++++ Извлечённые данные ++++

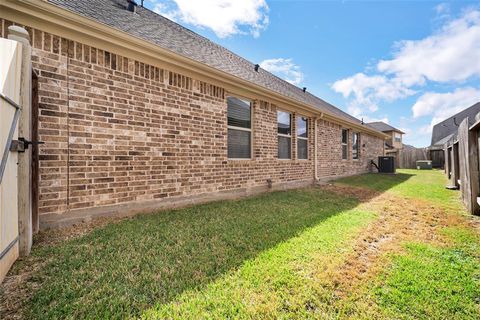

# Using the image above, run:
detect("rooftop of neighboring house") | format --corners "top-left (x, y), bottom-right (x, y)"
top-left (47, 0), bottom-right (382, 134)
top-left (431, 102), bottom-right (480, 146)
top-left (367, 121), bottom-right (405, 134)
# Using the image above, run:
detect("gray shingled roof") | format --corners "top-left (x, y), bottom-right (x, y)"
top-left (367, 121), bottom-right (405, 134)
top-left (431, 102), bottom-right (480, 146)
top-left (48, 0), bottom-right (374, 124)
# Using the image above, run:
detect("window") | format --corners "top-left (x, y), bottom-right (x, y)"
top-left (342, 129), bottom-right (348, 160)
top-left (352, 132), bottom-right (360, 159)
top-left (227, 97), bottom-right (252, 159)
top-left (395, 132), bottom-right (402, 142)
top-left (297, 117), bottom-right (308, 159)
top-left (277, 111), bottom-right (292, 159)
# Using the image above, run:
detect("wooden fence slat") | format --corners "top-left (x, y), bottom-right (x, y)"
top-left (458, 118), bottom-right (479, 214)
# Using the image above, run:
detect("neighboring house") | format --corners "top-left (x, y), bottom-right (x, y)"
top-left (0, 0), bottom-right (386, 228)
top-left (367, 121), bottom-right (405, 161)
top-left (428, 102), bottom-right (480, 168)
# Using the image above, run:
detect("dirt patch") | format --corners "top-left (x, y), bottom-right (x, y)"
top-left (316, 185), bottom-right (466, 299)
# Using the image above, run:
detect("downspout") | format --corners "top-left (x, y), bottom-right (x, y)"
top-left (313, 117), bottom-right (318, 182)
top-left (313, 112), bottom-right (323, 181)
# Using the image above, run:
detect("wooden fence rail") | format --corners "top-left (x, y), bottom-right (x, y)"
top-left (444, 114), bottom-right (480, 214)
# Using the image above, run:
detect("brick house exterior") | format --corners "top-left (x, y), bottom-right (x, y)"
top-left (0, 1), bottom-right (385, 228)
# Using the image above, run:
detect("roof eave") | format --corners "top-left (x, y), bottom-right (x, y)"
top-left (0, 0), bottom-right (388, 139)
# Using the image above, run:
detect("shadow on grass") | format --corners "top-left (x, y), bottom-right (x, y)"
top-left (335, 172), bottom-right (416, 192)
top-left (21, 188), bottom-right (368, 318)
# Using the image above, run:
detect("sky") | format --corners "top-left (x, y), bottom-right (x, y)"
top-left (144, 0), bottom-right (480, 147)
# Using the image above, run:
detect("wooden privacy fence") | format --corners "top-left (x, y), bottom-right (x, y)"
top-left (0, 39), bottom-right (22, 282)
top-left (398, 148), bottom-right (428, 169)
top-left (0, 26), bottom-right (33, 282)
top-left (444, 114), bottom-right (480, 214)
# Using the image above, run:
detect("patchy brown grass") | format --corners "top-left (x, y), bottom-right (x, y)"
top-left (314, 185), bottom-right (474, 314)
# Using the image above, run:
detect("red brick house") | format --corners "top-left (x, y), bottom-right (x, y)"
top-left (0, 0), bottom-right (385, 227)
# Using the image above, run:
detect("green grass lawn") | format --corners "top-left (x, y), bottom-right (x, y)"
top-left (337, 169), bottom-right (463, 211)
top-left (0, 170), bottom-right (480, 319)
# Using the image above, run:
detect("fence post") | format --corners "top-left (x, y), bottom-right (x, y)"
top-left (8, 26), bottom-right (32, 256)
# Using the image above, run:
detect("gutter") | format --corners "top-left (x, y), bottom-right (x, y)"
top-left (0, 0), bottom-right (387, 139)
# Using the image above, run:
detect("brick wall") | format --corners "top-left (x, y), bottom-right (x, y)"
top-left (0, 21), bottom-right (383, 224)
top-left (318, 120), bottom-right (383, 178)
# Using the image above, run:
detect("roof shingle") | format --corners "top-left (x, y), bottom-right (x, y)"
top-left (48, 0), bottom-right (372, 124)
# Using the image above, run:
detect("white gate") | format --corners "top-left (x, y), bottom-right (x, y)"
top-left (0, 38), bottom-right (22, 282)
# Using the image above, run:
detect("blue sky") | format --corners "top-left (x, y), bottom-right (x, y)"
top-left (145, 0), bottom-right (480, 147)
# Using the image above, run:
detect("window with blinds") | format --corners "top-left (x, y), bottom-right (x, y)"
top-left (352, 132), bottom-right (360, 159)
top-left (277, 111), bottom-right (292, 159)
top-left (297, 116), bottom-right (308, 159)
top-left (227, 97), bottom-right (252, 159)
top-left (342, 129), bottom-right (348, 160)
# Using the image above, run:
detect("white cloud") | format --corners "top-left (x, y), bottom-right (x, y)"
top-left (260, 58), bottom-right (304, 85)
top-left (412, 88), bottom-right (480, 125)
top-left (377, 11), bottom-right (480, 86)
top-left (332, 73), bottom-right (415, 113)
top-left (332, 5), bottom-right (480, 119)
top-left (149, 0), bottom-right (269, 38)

++++
++++ Извлечённые данные ++++

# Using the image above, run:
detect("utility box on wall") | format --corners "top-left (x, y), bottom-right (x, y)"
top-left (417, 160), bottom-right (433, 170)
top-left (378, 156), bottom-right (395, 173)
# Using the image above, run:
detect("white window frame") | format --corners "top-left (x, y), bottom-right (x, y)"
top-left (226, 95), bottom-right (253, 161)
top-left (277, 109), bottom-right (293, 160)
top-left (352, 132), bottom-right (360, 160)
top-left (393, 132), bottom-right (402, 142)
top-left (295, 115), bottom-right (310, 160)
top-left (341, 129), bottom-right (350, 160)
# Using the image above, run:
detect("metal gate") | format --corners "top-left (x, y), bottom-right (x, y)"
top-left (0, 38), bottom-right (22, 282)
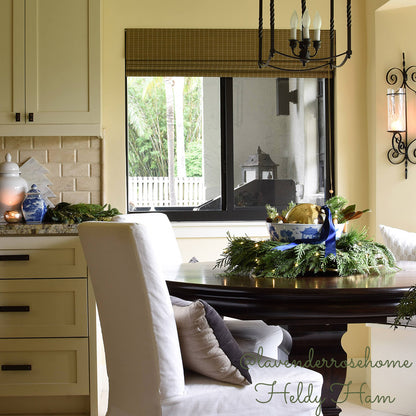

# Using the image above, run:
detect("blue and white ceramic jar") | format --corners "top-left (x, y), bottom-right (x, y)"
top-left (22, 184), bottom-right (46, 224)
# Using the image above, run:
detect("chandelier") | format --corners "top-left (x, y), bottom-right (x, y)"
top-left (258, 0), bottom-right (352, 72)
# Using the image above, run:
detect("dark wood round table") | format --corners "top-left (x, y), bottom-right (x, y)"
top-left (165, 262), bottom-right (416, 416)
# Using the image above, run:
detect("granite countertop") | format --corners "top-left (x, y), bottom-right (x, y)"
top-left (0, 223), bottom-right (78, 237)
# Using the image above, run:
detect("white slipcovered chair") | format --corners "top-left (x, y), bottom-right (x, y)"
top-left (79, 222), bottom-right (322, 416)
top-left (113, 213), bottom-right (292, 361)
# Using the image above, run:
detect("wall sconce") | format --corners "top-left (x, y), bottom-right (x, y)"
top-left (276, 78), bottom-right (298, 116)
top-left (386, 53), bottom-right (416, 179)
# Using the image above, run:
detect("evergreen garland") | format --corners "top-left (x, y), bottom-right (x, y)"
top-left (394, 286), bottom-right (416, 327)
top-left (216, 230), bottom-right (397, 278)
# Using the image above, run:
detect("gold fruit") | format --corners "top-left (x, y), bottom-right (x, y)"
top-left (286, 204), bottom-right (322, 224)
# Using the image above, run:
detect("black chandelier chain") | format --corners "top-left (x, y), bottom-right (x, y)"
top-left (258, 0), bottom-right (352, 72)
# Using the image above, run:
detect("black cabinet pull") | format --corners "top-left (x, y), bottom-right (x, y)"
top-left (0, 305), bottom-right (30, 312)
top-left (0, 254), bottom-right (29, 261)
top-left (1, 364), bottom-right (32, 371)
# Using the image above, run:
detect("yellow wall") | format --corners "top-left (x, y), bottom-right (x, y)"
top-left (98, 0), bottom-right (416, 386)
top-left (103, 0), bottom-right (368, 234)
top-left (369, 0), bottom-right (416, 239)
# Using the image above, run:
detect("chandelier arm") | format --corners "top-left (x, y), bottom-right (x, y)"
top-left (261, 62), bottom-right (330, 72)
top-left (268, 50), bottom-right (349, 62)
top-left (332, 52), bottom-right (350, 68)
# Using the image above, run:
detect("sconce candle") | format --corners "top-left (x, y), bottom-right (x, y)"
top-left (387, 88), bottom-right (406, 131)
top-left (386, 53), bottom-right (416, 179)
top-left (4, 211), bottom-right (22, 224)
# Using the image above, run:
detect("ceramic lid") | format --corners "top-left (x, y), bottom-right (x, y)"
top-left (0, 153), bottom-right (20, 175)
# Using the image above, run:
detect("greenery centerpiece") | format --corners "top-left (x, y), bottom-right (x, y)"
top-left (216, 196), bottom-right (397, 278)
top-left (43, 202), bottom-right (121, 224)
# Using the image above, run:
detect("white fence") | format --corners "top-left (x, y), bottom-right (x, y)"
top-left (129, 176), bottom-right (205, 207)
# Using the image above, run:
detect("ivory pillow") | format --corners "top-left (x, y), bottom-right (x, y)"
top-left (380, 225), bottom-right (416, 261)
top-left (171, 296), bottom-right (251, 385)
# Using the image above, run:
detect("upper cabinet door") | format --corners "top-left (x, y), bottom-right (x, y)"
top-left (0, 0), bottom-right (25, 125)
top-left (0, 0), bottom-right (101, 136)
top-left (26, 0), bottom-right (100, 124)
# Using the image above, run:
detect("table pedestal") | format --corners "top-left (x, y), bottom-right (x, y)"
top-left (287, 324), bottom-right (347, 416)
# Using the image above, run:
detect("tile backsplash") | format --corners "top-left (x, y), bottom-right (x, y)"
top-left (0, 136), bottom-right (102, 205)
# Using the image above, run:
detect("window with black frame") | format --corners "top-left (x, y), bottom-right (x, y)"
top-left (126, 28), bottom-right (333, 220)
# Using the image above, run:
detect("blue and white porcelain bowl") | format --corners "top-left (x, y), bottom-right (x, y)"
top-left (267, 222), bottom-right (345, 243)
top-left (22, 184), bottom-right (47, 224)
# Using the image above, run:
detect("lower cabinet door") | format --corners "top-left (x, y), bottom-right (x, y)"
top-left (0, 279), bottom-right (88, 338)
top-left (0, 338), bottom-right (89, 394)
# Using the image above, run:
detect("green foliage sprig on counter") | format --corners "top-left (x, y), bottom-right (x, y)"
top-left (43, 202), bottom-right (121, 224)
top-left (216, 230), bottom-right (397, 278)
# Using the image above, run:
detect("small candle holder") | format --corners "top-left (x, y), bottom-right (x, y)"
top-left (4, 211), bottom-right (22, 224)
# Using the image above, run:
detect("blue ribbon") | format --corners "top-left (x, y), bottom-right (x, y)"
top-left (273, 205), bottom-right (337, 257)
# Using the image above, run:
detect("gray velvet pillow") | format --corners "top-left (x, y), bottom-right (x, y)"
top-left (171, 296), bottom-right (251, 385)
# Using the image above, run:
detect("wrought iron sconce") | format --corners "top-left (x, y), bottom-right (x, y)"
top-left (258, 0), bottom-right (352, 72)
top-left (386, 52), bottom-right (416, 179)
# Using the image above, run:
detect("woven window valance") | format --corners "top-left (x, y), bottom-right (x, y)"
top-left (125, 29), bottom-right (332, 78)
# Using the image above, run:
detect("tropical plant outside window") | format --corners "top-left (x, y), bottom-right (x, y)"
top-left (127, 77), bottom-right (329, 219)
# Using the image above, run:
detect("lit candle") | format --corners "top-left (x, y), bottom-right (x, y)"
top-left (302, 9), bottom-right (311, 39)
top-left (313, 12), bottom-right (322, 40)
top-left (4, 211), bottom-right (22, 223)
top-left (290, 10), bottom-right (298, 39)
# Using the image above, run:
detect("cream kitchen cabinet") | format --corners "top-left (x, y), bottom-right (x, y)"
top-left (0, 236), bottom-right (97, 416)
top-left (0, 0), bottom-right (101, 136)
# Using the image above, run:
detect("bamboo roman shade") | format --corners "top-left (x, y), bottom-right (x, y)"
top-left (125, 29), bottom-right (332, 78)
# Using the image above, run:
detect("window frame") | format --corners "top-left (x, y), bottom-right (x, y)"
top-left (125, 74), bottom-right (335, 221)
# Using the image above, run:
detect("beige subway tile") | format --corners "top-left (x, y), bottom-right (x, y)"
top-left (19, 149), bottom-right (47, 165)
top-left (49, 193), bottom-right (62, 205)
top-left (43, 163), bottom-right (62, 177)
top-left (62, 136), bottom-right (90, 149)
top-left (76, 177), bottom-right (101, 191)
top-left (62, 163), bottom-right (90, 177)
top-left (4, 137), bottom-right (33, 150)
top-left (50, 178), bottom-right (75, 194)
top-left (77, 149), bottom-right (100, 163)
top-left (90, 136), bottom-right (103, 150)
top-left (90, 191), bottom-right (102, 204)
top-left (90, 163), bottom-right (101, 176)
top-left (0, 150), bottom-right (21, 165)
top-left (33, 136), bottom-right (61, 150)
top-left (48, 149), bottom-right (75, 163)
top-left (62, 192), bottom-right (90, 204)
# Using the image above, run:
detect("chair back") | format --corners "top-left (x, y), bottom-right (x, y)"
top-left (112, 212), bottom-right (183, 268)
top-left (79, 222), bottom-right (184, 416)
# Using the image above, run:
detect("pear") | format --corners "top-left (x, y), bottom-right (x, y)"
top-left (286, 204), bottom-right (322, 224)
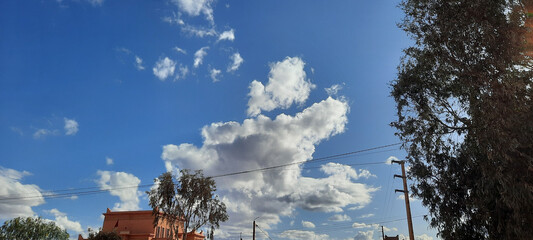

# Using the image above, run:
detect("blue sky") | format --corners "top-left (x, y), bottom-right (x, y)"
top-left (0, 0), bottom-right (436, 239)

++++
++++ Извлечённые данные ++++

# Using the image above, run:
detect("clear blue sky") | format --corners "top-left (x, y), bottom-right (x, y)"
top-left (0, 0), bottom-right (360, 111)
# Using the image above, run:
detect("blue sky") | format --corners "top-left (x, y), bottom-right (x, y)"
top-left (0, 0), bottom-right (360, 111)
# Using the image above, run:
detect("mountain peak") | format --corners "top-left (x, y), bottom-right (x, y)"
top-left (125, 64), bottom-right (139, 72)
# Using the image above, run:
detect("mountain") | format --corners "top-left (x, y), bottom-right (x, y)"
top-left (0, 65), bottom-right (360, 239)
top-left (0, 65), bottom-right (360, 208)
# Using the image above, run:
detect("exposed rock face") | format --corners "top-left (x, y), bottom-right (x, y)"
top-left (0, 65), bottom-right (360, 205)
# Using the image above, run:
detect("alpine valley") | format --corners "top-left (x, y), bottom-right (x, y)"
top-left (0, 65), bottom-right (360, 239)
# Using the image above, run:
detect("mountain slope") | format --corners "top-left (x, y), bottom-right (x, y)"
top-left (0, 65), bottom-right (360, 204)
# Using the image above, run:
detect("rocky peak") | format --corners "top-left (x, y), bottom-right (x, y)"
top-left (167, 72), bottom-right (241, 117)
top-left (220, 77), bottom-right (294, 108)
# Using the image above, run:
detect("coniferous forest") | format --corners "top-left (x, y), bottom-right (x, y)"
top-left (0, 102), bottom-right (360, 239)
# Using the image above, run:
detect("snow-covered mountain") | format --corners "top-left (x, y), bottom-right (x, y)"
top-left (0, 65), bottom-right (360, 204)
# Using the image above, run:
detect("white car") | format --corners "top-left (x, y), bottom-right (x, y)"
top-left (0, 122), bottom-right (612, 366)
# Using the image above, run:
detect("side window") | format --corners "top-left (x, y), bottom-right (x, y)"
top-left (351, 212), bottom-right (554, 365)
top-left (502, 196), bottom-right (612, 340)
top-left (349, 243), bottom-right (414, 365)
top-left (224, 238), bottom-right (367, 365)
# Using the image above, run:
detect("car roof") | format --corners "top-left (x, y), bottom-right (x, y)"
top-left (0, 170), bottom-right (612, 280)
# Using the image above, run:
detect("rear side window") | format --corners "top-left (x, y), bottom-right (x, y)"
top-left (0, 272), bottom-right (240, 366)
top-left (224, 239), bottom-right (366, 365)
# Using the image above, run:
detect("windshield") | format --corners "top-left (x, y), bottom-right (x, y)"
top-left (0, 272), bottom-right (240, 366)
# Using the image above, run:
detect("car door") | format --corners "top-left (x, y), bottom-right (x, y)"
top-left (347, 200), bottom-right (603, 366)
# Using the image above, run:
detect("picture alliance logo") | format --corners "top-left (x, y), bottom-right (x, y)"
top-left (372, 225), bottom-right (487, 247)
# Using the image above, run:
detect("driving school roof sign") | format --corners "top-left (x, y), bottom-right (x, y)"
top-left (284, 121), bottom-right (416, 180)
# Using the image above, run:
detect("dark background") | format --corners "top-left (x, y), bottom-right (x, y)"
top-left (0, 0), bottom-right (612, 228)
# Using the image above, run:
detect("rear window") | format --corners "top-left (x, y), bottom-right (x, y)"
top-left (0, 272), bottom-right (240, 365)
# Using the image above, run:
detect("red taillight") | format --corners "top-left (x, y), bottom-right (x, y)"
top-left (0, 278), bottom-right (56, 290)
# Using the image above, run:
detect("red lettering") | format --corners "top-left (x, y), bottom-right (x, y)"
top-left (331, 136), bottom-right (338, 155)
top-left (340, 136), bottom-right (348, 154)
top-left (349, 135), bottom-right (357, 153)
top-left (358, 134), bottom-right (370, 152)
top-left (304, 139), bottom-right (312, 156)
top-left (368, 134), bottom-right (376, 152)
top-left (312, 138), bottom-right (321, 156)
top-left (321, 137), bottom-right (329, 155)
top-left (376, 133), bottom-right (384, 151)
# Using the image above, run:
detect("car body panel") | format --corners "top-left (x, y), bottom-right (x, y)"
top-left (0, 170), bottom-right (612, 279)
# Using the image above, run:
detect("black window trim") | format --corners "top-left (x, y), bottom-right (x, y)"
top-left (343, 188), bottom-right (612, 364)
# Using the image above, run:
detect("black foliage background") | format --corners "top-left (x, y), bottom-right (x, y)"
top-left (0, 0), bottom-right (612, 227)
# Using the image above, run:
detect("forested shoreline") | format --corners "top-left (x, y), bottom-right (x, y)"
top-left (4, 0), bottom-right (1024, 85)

++++

• [Текст задания]: Собери из списка выше все строки, в которых есть слово «dark», с учетом регистра букв.

• [Письменный ответ]:
detect("dark wood round table") | format --corners "top-left (x, y), bottom-right (x, y)"
detect("dark background") | format --corners "top-left (x, y), bottom-right (x, y)"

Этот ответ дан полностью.